(Collection entries)
***

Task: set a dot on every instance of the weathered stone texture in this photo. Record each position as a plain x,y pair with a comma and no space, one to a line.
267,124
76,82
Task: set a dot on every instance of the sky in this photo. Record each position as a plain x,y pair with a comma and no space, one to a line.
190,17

***

What the exercise asks:
Copy every one of the items above word for word, keeping each line unchanged.

Output of the task:
Task: set a dot on every instance of the weathered stone texture in this photo. Record each position as a plain x,y pair with a comma and no space, one to a line.
267,124
76,82
Task: set a dot on every instance of the sky in this photo. Record each position as a plain x,y pair with a comma and no space, one to a line.
190,17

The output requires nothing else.